**PROVIDED ENTRIES**.
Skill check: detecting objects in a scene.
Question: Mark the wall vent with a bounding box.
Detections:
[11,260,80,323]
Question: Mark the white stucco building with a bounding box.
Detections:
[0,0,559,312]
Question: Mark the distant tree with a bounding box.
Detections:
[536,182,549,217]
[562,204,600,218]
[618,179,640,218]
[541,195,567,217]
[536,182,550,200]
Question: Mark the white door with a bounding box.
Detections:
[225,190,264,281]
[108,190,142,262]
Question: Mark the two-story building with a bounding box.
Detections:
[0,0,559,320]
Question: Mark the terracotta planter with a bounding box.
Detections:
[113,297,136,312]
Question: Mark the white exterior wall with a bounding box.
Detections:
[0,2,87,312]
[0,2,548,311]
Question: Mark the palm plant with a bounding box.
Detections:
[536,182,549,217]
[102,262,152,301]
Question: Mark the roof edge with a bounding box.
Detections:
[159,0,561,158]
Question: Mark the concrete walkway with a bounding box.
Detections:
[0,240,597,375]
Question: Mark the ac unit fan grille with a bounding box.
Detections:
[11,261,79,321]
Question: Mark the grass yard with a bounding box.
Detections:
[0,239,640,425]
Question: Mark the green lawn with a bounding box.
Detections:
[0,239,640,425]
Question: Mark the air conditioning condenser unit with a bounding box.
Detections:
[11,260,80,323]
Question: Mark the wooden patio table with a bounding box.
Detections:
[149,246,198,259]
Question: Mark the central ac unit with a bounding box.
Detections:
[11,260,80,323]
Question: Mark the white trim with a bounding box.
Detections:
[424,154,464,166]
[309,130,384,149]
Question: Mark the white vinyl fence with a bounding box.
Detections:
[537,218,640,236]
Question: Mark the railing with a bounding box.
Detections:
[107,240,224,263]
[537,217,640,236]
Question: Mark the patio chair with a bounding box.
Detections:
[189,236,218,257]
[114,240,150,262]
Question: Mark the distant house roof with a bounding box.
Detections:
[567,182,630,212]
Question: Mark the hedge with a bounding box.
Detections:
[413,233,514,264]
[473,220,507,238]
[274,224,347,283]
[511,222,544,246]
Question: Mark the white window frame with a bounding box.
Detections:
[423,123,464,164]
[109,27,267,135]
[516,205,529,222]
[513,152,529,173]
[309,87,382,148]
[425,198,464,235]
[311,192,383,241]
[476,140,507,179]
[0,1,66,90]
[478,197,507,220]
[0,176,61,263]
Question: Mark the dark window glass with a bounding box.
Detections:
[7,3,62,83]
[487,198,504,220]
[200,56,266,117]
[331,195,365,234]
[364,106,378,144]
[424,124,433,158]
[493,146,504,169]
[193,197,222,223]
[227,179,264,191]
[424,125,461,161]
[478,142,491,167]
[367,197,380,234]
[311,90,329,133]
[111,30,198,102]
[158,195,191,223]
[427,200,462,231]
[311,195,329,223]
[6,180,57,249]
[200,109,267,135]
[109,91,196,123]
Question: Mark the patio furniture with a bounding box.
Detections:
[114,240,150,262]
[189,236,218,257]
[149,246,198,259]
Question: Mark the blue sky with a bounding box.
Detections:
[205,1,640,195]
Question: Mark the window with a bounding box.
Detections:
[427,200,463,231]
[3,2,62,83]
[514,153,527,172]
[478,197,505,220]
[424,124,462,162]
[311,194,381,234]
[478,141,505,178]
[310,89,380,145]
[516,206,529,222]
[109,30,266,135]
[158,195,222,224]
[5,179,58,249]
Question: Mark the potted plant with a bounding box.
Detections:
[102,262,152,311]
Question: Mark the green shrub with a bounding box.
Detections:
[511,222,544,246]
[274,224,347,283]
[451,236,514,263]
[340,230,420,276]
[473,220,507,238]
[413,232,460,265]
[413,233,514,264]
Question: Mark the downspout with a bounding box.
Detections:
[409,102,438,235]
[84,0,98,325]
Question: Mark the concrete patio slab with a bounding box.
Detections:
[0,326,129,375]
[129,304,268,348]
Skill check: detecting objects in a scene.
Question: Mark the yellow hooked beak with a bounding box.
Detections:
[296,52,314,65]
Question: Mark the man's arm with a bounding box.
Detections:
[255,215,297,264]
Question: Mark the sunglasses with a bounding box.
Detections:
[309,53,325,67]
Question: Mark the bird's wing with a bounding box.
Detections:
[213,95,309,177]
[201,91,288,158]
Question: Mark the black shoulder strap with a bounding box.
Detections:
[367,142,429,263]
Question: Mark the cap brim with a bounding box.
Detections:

**PROBLEM STATEMENT**. Reproduce every line above word for word, in the same order.

**RESPONSE**.
Skill check: detecting objects in a scene.
Question: Mark the wall vent with a bounding box.
Detections:
[11,260,80,323]
Question: Mark the white stucco building with a bounding box.
Detections:
[0,0,559,312]
Question: Mark the distant tree with a bounding box.
Detections:
[536,182,549,217]
[562,204,600,218]
[618,179,640,218]
[541,195,567,217]
[536,182,550,200]
Question: Mark the white door with a bounding box.
Detections:
[225,190,264,281]
[108,190,142,262]
Question: Mark the two-story building with a bounding box.
Detections:
[0,0,559,320]
Question: Mark the terracotta planter with a bounding box.
Detections:
[113,297,136,312]
Question: Mark the white exterior wall with a bounding box.
Detections:
[0,2,87,312]
[0,2,548,311]
Question: Mark the palm plant with a bounding box.
Detections:
[536,182,549,217]
[102,262,152,301]
Question: Mark the roof edge with a bounding box.
Detections:
[159,0,561,158]
Question: Mark the concrete walkway with a bounding box.
Detections:
[0,240,597,375]
Question: Mark the ac unit fan grille with a bounding box.
Detections:
[11,261,79,321]
Question: Mark the grass yard with a bounding box.
Detections:
[0,239,640,425]
Question: Mark the green lawn with a bounding box.
Detections:
[0,239,640,425]
Question: Mark the air conditioning condenser unit with a bounding box.
Detections:
[11,260,80,323]
Question: Mark the wooden patio table with a bounding box.
Detections:
[149,246,198,259]
Question: Mark the central ac unit with a bounding box.
Detections:
[11,260,80,323]
Question: Mark the white trim with a bounding box.
Detections:
[424,154,464,166]
[309,130,384,149]
Question: Mark the white vinyl fence with a bounding box.
Detections:
[537,218,640,236]
Question: Mark the railing with a bounding box.
Detections:
[107,240,224,263]
[537,217,640,236]
Question: Mark the patio chair with a bounding box.
Detections:
[189,236,218,257]
[114,240,150,262]
Question: Mark the distant house roof with a bounding box.
Detections:
[567,182,630,212]
Question: Mark the hedge with a bounding box.
Detections:
[413,233,514,264]
[473,220,507,238]
[274,224,347,283]
[511,222,544,246]
Question: Mark the white window frame with a bounding box.
Detections:
[423,123,464,164]
[109,27,267,135]
[516,205,529,222]
[513,152,529,173]
[309,87,382,148]
[425,198,464,235]
[311,192,383,241]
[476,140,507,179]
[0,1,66,90]
[478,197,507,220]
[0,176,61,263]
Question: Mark the dark window glass with a bounding box.
Detections:
[7,3,62,83]
[487,198,504,220]
[200,56,266,117]
[331,195,365,234]
[364,106,378,144]
[424,124,433,158]
[493,146,504,169]
[193,197,222,223]
[227,179,264,191]
[424,125,461,161]
[478,142,491,167]
[367,197,380,234]
[311,90,329,133]
[111,30,198,102]
[158,195,191,223]
[427,200,462,231]
[311,195,329,223]
[6,180,57,249]
[200,109,267,135]
[109,91,196,123]
Question: Mark the patio furniture with a bounding box.
Detections:
[114,240,150,262]
[189,236,218,257]
[149,246,198,259]
Question: Mark the blue sky with a bounding box.
Detections:
[205,1,640,195]
Question: Mark the window with a bounding box.
Detections:
[427,200,463,231]
[3,2,62,83]
[514,153,527,172]
[478,197,505,220]
[424,124,462,162]
[311,194,381,234]
[478,141,505,178]
[310,89,380,145]
[516,206,529,222]
[109,30,266,135]
[158,195,222,224]
[5,179,58,249]
Question: Mark the potted plant with a bounding box.
Detections:
[102,262,152,311]
Question: Mark the green shrub with a bounding box.
Detections:
[511,222,544,246]
[274,224,347,283]
[451,236,514,263]
[340,230,420,276]
[473,220,507,238]
[413,232,460,265]
[413,233,514,264]
Question: Mark the downspout with a bounding box.
Detections:
[409,102,438,235]
[84,0,98,325]
Question: Mark the concrete patio slab with a bounding box.
Detections:
[0,326,129,375]
[129,304,268,348]
Skill check: detecting objects in a scene.
Question: Mark the yellow hooked beak with a bounding box.
Detections:
[296,52,314,65]
Question: Mark the man's arm with a bounding box.
Detections:
[255,215,297,264]
Question: Mark the sunglasses with a bounding box.
Detections:
[309,53,325,67]
Question: Mark the bird's wing with a bounding box.
Detections:
[213,95,309,177]
[201,91,288,158]
Question: Mark the black shoulder strap with a bounding box.
Detections:
[367,142,429,263]
Question: Mark the cap brim with a bounding box.
Detections:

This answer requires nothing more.